■ Source data ■
-*-

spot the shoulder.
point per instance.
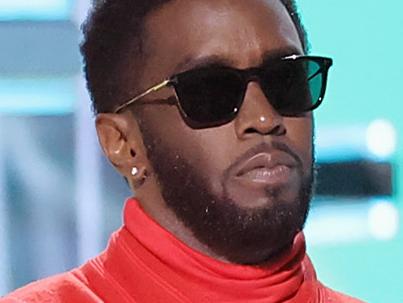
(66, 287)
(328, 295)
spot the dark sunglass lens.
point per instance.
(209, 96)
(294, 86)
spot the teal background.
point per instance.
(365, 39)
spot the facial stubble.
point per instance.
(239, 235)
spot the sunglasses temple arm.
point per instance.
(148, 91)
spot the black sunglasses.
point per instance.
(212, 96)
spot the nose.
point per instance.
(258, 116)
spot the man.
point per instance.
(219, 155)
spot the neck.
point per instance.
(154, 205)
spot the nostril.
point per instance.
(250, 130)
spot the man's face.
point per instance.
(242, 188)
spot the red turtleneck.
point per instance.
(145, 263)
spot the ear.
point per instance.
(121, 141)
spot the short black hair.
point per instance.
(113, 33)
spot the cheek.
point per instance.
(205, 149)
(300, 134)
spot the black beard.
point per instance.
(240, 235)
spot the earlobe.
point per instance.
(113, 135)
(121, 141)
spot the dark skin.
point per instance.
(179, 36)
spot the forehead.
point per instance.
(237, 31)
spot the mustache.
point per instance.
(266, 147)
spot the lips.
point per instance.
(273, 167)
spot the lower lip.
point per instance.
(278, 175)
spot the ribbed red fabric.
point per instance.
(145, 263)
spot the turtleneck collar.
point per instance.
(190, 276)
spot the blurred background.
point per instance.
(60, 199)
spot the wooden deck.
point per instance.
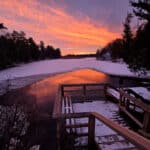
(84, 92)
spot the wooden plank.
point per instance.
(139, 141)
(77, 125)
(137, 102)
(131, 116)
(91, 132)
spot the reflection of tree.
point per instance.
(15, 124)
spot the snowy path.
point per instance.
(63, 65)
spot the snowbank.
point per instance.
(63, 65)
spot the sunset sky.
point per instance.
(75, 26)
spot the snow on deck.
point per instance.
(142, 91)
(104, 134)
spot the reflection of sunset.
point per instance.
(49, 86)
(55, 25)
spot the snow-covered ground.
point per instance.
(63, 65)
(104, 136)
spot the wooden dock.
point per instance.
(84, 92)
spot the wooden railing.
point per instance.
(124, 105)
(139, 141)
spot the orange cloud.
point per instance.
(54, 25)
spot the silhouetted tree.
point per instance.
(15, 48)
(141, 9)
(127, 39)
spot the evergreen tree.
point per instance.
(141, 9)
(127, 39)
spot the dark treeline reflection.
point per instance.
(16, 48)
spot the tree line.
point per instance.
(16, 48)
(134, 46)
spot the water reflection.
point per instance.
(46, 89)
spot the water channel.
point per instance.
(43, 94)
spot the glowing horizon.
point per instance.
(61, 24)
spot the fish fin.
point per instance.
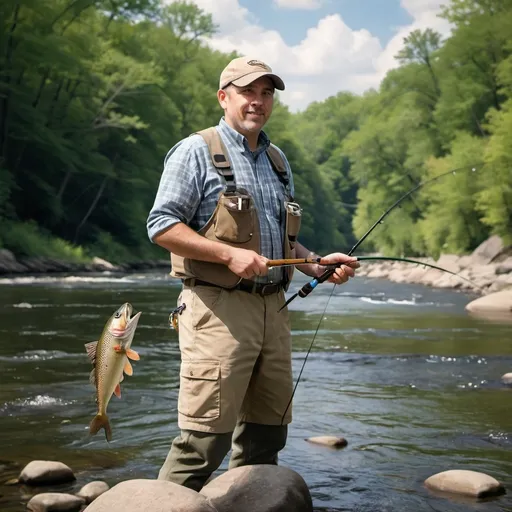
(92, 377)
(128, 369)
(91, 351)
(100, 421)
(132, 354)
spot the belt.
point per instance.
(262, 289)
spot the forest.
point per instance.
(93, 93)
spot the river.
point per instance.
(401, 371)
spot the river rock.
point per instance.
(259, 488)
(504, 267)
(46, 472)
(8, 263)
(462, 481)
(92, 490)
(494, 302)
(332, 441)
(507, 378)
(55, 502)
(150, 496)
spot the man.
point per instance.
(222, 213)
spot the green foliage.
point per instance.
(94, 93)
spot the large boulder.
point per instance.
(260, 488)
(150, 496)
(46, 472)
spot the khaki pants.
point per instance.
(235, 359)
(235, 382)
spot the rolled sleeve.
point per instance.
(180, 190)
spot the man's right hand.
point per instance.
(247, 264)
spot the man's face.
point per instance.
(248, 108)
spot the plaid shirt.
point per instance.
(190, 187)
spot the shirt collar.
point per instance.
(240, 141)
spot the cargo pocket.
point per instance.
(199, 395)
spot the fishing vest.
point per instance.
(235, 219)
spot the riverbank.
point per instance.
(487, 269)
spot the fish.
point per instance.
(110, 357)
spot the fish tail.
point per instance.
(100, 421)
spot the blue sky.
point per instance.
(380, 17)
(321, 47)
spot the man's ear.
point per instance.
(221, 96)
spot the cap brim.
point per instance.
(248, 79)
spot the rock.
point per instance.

-*-

■ Given problem ■
The material above holds pictures; copy everything else in it exactly.

■ Expected answer ■
spot the shoulder.
point per instance.
(66, 287)
(328, 295)
spot the dark sunglass lens.
point per instance.
(209, 96)
(294, 86)
spot the teal background.
point per instance.
(365, 39)
spot the facial stubble.
point per instance.
(239, 235)
spot the sunglasses temple arm.
point per instance.
(148, 91)
spot the black sunglasses.
point per instance.
(212, 96)
spot the nose.
point per instance.
(258, 116)
spot the man.
point per instance.
(219, 155)
spot the neck.
point per instance.
(154, 205)
spot the nostril.
point per instance.
(250, 130)
spot the man's face.
point per instance.
(242, 188)
spot the red turtleneck.
point per instance.
(145, 263)
spot the ear.
point per instance.
(121, 141)
spot the short black hair.
point per instance.
(113, 33)
spot the cheek.
point per instance.
(205, 149)
(300, 134)
spot the black beard.
point per instance.
(240, 235)
spot the earlobe.
point per instance.
(113, 135)
(121, 141)
spot the dark skin.
point per instance.
(179, 36)
spot the forehead.
point per instance.
(237, 31)
spot the mustache.
point per instance.
(266, 147)
spot the lips.
point per instance.
(273, 167)
spot the lower lip.
point per instance.
(278, 175)
spot the ribbed red fabric.
point per instance.
(145, 263)
spot the turtleneck collar.
point per instance.
(190, 276)
spot the blurred background.
point per instance.
(60, 199)
spot the wooden deck.
point per instance.
(84, 92)
spot the wooden plank.
point per instance.
(139, 141)
(77, 125)
(137, 102)
(131, 116)
(91, 132)
spot the reflection of tree.
point per instance.
(15, 124)
spot the snowy path.
point per instance.
(63, 65)
spot the snowbank.
point per instance.
(63, 65)
spot the sunset sky.
point per instance.
(75, 26)
spot the snow on deck.
point per instance.
(142, 91)
(104, 134)
spot the reflection of sunset.
point per instance.
(49, 86)
(55, 25)
spot the snow-covered ground.
point per instance.
(63, 65)
(104, 136)
spot the wooden dock.
point per instance.
(84, 92)
spot the wooden railing.
point per instance.
(124, 105)
(139, 141)
spot the orange cloud.
point per instance.
(54, 25)
spot the silhouetted tree.
point per instance.
(15, 48)
(141, 9)
(127, 39)
spot the evergreen tree.
point per instance.
(141, 9)
(127, 39)
spot the dark treeline reflection.
point per instance.
(16, 48)
spot the tree line.
point per instance.
(16, 48)
(134, 46)
spot the water reflection.
point per instance.
(46, 89)
spot the water channel.
point per instance.
(43, 94)
spot the glowing horizon.
point per instance.
(61, 24)
spot the fish fin.
point per instance.
(92, 377)
(128, 369)
(91, 351)
(100, 421)
(132, 354)
spot the belt.
point per instance.
(262, 289)
spot the forest.
point per instance.
(93, 93)
spot the river.
point per instance.
(401, 371)
spot the river rock.
point per instance.
(259, 488)
(504, 267)
(46, 472)
(8, 263)
(462, 481)
(92, 490)
(494, 302)
(332, 441)
(507, 378)
(55, 502)
(150, 496)
spot the man.
point per instance.
(222, 213)
spot the green foliage.
point per instance.
(94, 93)
spot the large boulder.
point per instance.
(260, 488)
(150, 496)
(46, 472)
spot the khaki pants.
point per instance.
(235, 359)
(235, 382)
spot the rolled sleeve.
point per instance.
(180, 190)
spot the man's right hand.
point per instance.
(247, 264)
spot the man's face.
point per instance.
(248, 108)
spot the plaid shirt.
point per instance.
(190, 187)
spot the shirt collar.
point per instance.
(240, 141)
spot the cargo pocket.
point per instance.
(199, 395)
spot the fishing vest.
point per instance.
(235, 219)
spot the riverbank.
point per instance.
(487, 269)
spot the fish.
point per instance.
(110, 357)
spot the fish tail.
point per instance.
(100, 421)
spot the blue sky.
point per instance.
(380, 17)
(321, 47)
spot the man's ear.
point per instance.
(221, 96)
spot the cap brim.
point per instance.
(248, 79)
spot the rock.
point per instance.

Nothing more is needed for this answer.